Outlines of labeled areas
━━━━━━━━
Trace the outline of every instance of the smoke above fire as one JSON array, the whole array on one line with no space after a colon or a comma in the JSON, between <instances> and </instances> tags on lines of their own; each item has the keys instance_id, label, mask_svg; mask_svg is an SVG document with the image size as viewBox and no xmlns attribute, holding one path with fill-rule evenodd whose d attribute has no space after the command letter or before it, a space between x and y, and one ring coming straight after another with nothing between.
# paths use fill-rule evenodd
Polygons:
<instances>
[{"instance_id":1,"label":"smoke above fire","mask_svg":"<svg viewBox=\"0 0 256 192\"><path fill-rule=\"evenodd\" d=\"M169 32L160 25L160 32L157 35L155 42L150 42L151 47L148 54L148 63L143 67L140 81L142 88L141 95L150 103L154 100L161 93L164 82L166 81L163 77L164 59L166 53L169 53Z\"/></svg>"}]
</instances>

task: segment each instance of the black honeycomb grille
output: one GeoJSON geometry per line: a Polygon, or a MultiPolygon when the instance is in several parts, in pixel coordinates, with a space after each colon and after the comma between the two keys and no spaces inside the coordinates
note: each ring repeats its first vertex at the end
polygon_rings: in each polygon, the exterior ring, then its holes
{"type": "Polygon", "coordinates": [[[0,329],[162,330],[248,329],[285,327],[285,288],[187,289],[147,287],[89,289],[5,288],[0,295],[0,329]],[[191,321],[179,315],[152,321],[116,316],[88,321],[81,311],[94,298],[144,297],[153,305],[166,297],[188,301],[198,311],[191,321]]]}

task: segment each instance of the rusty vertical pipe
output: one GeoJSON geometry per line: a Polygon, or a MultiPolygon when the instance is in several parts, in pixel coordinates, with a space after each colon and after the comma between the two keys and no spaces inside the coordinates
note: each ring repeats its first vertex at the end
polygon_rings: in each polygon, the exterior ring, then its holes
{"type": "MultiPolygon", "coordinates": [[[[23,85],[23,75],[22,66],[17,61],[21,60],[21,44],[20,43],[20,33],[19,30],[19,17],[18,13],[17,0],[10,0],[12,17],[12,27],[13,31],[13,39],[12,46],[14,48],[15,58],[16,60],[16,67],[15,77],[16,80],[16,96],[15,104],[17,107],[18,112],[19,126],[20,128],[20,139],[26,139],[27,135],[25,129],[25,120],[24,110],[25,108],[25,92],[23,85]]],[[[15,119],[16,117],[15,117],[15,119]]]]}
━━━━━━━━
How many lines contain the string "segment"? Match case exactly, and reply with the number alone.

2